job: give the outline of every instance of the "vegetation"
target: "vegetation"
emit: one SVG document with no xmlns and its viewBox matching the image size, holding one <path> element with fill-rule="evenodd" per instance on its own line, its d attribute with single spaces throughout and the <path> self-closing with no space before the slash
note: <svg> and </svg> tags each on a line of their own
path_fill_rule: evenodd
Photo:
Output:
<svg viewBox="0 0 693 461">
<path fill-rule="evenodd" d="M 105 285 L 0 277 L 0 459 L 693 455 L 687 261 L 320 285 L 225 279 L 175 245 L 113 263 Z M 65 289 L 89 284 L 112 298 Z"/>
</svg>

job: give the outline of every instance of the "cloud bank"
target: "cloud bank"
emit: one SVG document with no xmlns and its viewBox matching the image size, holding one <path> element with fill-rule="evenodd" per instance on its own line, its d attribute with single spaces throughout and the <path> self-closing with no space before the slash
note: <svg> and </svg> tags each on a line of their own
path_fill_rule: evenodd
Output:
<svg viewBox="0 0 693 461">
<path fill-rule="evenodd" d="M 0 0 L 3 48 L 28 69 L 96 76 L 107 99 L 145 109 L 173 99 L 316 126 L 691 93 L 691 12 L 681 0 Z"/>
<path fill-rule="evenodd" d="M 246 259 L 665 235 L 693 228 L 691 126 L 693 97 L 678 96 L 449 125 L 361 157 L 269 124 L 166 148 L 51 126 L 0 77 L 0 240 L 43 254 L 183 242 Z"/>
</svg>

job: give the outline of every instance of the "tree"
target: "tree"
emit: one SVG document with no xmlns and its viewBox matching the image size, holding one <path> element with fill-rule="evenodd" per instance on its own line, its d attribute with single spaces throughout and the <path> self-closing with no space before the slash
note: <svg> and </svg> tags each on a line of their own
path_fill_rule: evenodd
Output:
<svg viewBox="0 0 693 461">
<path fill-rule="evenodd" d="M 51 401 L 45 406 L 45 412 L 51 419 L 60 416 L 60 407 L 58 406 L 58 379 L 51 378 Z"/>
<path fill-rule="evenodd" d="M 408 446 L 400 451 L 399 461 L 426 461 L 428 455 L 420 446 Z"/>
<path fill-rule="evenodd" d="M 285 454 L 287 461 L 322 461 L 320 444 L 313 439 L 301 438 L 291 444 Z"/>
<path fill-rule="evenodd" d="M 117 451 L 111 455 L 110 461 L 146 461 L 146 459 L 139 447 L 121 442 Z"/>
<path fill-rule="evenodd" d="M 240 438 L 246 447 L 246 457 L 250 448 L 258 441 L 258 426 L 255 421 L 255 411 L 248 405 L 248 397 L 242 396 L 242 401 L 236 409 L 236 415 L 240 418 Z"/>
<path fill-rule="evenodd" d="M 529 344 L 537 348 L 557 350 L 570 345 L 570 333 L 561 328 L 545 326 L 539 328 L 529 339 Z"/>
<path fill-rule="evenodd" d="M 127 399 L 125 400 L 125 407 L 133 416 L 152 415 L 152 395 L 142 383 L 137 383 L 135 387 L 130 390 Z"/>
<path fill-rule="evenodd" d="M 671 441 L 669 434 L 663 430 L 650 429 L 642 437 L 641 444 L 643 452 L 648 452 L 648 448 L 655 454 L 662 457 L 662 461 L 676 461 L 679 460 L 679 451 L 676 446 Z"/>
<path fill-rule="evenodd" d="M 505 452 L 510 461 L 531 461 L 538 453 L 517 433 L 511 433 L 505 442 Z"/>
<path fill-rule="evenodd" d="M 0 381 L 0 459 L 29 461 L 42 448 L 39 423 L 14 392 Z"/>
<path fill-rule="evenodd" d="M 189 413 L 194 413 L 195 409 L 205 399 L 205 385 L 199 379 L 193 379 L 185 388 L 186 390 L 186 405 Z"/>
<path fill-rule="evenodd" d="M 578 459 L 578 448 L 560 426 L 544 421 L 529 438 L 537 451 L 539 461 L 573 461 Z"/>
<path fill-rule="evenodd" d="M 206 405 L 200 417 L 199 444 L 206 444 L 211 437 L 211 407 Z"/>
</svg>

▶ **What you should do**
Retype the listing exactly, in full.

▶ **Correct response**
job: give the outline of every instance of the "vegetation"
target: "vegetation"
emit: one SVG document with no xmlns and its viewBox matching the image size, holding one <path> element with fill-rule="evenodd" per instance on its own line, its d attribute with single spaces throughout and the <path> self-closing with no space before the slash
note: <svg> and </svg> tags each on a line of their own
path_fill_rule: evenodd
Photo:
Output:
<svg viewBox="0 0 693 461">
<path fill-rule="evenodd" d="M 105 285 L 0 277 L 0 459 L 693 455 L 687 261 L 320 285 L 225 279 L 175 245 L 113 263 Z M 65 289 L 89 284 L 112 298 Z"/>
</svg>

job: give the outline of every instance of the "cloud bank"
target: "cloud bank"
emit: one SVG document with no xmlns and its viewBox matching the image size, holding one <path> element with fill-rule="evenodd" per instance on its own line, its d attribute with single spaces throughout and the <path> self-closing with no space before the slash
note: <svg> and </svg> tags each on a line of their own
path_fill_rule: evenodd
Output:
<svg viewBox="0 0 693 461">
<path fill-rule="evenodd" d="M 0 0 L 3 48 L 28 69 L 96 76 L 107 99 L 145 109 L 173 99 L 316 126 L 691 93 L 691 12 L 681 0 Z"/>
<path fill-rule="evenodd" d="M 246 259 L 665 235 L 693 228 L 691 126 L 693 97 L 678 96 L 449 125 L 361 157 L 269 124 L 166 148 L 51 126 L 0 77 L 0 240 L 43 254 L 183 242 Z"/>
</svg>

job: give the outline of every instance of the "tree"
target: "tree"
emit: one SVG document with no xmlns and its viewBox matching the image size, holding one <path> element with fill-rule="evenodd" per instance on its own line, its d attribute with single spaces throughout and the <path> self-closing with no space before the slash
note: <svg> and </svg> tags each on a line of their own
path_fill_rule: evenodd
Output:
<svg viewBox="0 0 693 461">
<path fill-rule="evenodd" d="M 51 401 L 45 406 L 45 412 L 51 419 L 60 416 L 60 407 L 58 406 L 58 379 L 51 378 Z"/>
<path fill-rule="evenodd" d="M 408 446 L 400 451 L 399 461 L 426 461 L 428 455 L 420 446 Z"/>
<path fill-rule="evenodd" d="M 285 454 L 287 461 L 322 461 L 320 444 L 313 439 L 301 438 L 291 444 Z"/>
<path fill-rule="evenodd" d="M 117 451 L 111 455 L 110 461 L 146 461 L 146 459 L 139 447 L 121 442 Z"/>
<path fill-rule="evenodd" d="M 240 438 L 246 447 L 246 457 L 250 448 L 258 441 L 258 426 L 255 421 L 255 411 L 248 405 L 248 397 L 242 396 L 242 401 L 236 409 L 236 415 L 240 418 Z"/>
<path fill-rule="evenodd" d="M 529 344 L 537 348 L 557 350 L 570 345 L 570 333 L 561 328 L 545 326 L 539 328 L 529 339 Z"/>
<path fill-rule="evenodd" d="M 127 399 L 125 400 L 125 407 L 133 416 L 152 415 L 152 395 L 142 383 L 137 383 L 135 387 L 130 390 Z"/>
<path fill-rule="evenodd" d="M 671 441 L 669 434 L 663 430 L 650 429 L 642 437 L 641 444 L 643 452 L 648 452 L 648 448 L 655 454 L 662 457 L 662 461 L 676 461 L 679 460 L 679 451 L 676 446 Z"/>
<path fill-rule="evenodd" d="M 505 452 L 510 461 L 531 461 L 538 453 L 517 433 L 511 433 L 505 442 Z"/>
<path fill-rule="evenodd" d="M 0 381 L 0 459 L 29 461 L 42 448 L 39 423 L 14 392 Z"/>
<path fill-rule="evenodd" d="M 189 413 L 194 413 L 195 409 L 205 399 L 205 385 L 199 379 L 193 379 L 185 388 L 186 390 L 186 405 Z"/>
<path fill-rule="evenodd" d="M 578 459 L 578 448 L 560 426 L 544 421 L 529 438 L 537 451 L 539 461 L 573 461 Z"/>
<path fill-rule="evenodd" d="M 206 405 L 200 417 L 199 444 L 206 444 L 211 437 L 211 407 Z"/>
</svg>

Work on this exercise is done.